━━━ RECORDS SHOWN ━━━

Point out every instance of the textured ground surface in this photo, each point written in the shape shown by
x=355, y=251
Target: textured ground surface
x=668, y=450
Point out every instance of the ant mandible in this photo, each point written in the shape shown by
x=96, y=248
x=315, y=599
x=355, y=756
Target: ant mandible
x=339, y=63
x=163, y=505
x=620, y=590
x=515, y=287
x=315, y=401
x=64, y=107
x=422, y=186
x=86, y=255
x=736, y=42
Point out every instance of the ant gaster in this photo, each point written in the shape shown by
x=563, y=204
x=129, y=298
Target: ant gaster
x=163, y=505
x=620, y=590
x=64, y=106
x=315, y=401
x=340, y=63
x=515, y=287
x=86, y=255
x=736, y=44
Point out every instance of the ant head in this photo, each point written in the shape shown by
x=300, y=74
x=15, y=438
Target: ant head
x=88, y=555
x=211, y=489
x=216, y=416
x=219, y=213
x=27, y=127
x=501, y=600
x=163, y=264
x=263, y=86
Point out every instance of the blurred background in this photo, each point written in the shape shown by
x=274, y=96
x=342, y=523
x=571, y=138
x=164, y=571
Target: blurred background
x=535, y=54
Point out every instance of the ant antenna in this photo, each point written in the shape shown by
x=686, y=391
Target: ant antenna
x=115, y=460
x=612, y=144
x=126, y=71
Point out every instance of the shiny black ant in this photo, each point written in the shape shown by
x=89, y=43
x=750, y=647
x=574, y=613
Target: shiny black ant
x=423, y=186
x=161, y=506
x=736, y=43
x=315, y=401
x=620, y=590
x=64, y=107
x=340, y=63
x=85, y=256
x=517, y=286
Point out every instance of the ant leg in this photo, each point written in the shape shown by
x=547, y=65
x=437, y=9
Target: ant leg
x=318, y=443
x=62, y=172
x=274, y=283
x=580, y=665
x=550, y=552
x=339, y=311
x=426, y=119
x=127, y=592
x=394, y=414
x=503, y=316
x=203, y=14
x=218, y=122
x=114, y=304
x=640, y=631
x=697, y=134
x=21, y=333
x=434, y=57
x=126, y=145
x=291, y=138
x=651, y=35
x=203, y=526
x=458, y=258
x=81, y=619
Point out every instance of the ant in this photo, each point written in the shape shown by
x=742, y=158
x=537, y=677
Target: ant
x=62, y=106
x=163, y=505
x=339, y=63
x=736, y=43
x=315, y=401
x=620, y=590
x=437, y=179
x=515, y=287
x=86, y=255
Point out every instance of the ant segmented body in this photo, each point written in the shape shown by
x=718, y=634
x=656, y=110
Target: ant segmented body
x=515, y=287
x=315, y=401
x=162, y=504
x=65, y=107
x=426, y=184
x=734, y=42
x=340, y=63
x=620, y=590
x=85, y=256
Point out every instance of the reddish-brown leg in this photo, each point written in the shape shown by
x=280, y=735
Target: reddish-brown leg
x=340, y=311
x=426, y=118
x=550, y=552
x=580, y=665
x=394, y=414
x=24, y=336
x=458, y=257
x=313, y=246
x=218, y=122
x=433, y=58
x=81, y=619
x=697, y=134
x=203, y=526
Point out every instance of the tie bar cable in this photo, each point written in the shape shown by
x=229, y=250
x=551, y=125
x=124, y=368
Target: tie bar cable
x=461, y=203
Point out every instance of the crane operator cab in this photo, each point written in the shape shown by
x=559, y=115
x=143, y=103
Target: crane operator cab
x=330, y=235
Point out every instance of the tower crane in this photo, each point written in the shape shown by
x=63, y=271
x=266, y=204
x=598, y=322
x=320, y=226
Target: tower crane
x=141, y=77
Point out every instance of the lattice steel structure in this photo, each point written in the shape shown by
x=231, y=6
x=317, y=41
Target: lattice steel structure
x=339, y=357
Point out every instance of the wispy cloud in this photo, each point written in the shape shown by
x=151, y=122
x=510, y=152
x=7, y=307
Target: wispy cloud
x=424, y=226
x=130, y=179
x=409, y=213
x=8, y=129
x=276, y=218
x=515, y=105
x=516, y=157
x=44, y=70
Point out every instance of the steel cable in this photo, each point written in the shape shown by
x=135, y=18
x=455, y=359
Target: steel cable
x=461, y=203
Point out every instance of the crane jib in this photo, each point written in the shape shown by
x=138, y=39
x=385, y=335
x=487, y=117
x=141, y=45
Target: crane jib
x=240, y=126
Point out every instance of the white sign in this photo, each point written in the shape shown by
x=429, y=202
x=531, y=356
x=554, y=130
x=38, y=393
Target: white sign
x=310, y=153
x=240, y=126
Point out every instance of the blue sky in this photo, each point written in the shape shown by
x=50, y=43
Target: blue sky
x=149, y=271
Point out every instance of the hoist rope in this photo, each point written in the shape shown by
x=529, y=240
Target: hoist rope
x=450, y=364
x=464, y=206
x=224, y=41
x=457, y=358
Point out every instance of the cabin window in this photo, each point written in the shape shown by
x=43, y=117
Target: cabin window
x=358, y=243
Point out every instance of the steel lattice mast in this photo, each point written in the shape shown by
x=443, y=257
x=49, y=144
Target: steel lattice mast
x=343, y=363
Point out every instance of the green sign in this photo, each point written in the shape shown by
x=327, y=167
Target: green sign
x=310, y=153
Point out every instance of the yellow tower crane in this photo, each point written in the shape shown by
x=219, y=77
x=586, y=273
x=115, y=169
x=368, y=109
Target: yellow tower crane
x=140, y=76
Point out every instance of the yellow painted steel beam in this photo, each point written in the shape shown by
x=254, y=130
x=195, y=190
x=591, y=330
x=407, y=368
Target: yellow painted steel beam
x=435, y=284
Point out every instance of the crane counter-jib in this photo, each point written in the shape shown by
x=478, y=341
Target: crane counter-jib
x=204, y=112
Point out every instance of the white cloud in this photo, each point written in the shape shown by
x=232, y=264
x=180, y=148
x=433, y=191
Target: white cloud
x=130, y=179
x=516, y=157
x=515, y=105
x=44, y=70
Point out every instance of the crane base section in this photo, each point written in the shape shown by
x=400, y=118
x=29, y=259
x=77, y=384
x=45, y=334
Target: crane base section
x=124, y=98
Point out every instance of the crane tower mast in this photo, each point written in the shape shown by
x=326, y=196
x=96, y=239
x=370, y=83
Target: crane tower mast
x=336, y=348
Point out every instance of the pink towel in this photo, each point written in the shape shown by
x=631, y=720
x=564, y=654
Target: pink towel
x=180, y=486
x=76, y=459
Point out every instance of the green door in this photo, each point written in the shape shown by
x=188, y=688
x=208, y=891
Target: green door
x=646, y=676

━━━

DIRECTIONS FOR THIS TASK: Each entry, exactly as written, should be set down once more.

WRITTEN SOLUTION:
Point out every instance of the textured ground surface in this photo, each point written in the shape shown by
x=355, y=251
Target: textured ground surface
x=668, y=450
Point out every instance of the ant mandible in this photo, each point written in the shape shown by
x=96, y=248
x=315, y=599
x=355, y=756
Target: ant mandible
x=339, y=63
x=163, y=505
x=620, y=590
x=515, y=287
x=315, y=401
x=64, y=107
x=422, y=186
x=86, y=255
x=736, y=42
Point out every instance of the ant gaster in this photo, each point written in the shape shown by
x=563, y=204
x=129, y=298
Target: ant gaster
x=163, y=505
x=620, y=590
x=64, y=106
x=315, y=401
x=340, y=63
x=515, y=287
x=86, y=255
x=736, y=44
Point out every instance of the ant head in this photo, each point written in the shape shown by
x=300, y=74
x=15, y=438
Target: ant head
x=88, y=555
x=211, y=489
x=216, y=416
x=219, y=213
x=27, y=127
x=501, y=600
x=163, y=264
x=263, y=86
Point out every instance of the blurred background in this photo, each point written in the shape shown by
x=274, y=96
x=342, y=523
x=571, y=138
x=164, y=571
Target: blurred background
x=535, y=54
Point out every instance of the ant antenna in this photo, each point written in the shape shown by
x=686, y=391
Target: ant antenna
x=115, y=460
x=612, y=144
x=126, y=71
Point out every instance of the shiny black ant in this photo, each point written in the shape shown by
x=89, y=43
x=750, y=647
x=574, y=613
Target: shiny black ant
x=423, y=186
x=161, y=506
x=736, y=43
x=315, y=401
x=620, y=590
x=64, y=107
x=340, y=63
x=85, y=256
x=517, y=286
Point out every instance of the ant leg in this photo, each point written in the shape shown by
x=547, y=65
x=437, y=9
Target: ant leg
x=318, y=443
x=62, y=172
x=274, y=283
x=580, y=665
x=550, y=552
x=339, y=311
x=426, y=119
x=127, y=592
x=394, y=414
x=503, y=316
x=203, y=14
x=218, y=122
x=114, y=304
x=640, y=631
x=697, y=134
x=21, y=333
x=434, y=57
x=126, y=145
x=291, y=138
x=651, y=35
x=203, y=526
x=458, y=258
x=81, y=619
Point out every instance of the ant in this photo, each point written in the shape shown by
x=742, y=158
x=537, y=677
Target: ant
x=62, y=106
x=163, y=505
x=339, y=63
x=736, y=43
x=315, y=401
x=620, y=590
x=437, y=179
x=515, y=287
x=86, y=255
Point out every instance of the ant segmented body in this photo, each point written in the shape shown by
x=718, y=634
x=656, y=110
Target: ant segmented body
x=515, y=287
x=315, y=401
x=162, y=504
x=65, y=107
x=426, y=184
x=734, y=42
x=340, y=63
x=620, y=590
x=85, y=256
Point out every instance of the reddish-brown leg in this photo, each point written in the shape shown by
x=280, y=735
Target: reddish-brown leg
x=340, y=311
x=426, y=118
x=550, y=552
x=580, y=665
x=394, y=414
x=24, y=336
x=458, y=257
x=313, y=246
x=218, y=122
x=433, y=58
x=81, y=619
x=697, y=134
x=203, y=526
Point out every instance of the tie bar cable in this photo, each point written in the shape shown by
x=229, y=250
x=551, y=125
x=124, y=368
Target: tie bar cable
x=461, y=203
Point out every instance of the crane operator cab in this photo, each point written in the shape shown by
x=559, y=115
x=143, y=103
Target: crane operator cab
x=330, y=235
Point out every instance of the tower crane in this photo, each point written in the shape shown by
x=63, y=271
x=266, y=204
x=598, y=322
x=320, y=226
Target: tower crane
x=141, y=77
Point out every instance of the lattice steel structure in this photo, each point written in the shape shown by
x=231, y=6
x=317, y=41
Target: lattice steel structure
x=339, y=357
Point out every instance of the wispy cloud in this photo, each point written in the shape shown by
x=151, y=122
x=510, y=152
x=7, y=307
Target: wispy cloud
x=424, y=226
x=130, y=179
x=409, y=213
x=8, y=129
x=276, y=218
x=515, y=105
x=516, y=157
x=44, y=70
Point out every instance of the steel cable in this photo, each point written in the shape shown by
x=135, y=18
x=455, y=359
Target: steel cable
x=461, y=203
Point out every instance of the crane jib in this photo, each point written in the shape shown by
x=138, y=39
x=385, y=335
x=487, y=117
x=141, y=45
Target: crane jib
x=240, y=126
Point out every instance of the white sign in this photo, each point written in the shape shown by
x=429, y=202
x=531, y=356
x=554, y=130
x=38, y=393
Target: white sign
x=310, y=153
x=240, y=126
Point out every instance of the blue sky in this photo, each point written in the shape shown by
x=50, y=43
Target: blue sky
x=149, y=271
Point out every instance of the hoist rope in this photo, each point written in the shape shown by
x=529, y=240
Target: hoist rope
x=450, y=364
x=464, y=206
x=224, y=41
x=457, y=358
Point out every instance of the cabin window in this photo, each point written in the shape shown by
x=43, y=117
Target: cabin window
x=358, y=243
Point out every instance of the steel lattice mast in this photo, each point written in the shape shown by
x=443, y=257
x=49, y=144
Target: steel lattice mast
x=343, y=363
Point out every instance of the green sign in this photo, each point written in the shape shown by
x=327, y=167
Target: green sign
x=310, y=153
Point out every instance of the yellow tower crane in this photo, each point written in the shape shown by
x=219, y=77
x=586, y=273
x=115, y=169
x=368, y=109
Target: yellow tower crane
x=140, y=76
Point out every instance of the yellow painted steel beam in this photo, each point written in the shape shown by
x=254, y=130
x=195, y=190
x=591, y=330
x=407, y=368
Target: yellow painted steel beam
x=435, y=284
Point out every instance of the crane counter-jib in this photo, each point written in the shape shown by
x=478, y=341
Target: crane counter-jib
x=204, y=112
Point out every instance of the white cloud in this photo, each point written in the shape shown by
x=232, y=264
x=180, y=148
x=433, y=191
Target: white cloud
x=130, y=179
x=516, y=157
x=515, y=105
x=44, y=70
Point out every instance of the crane base section in this photo, each point written in the shape shown by
x=400, y=118
x=29, y=259
x=77, y=384
x=45, y=334
Target: crane base section
x=124, y=98
Point out every instance of the crane tower mast in this photo, each point written in the shape shown by
x=326, y=196
x=96, y=239
x=370, y=83
Target: crane tower mast
x=336, y=348
Point out every instance of the pink towel in this photo, each point written in the shape shown by
x=631, y=720
x=564, y=654
Target: pink towel
x=180, y=486
x=76, y=459
Point out every instance of the green door in this photo, each point written in the shape shown by
x=188, y=688
x=208, y=891
Target: green door
x=646, y=676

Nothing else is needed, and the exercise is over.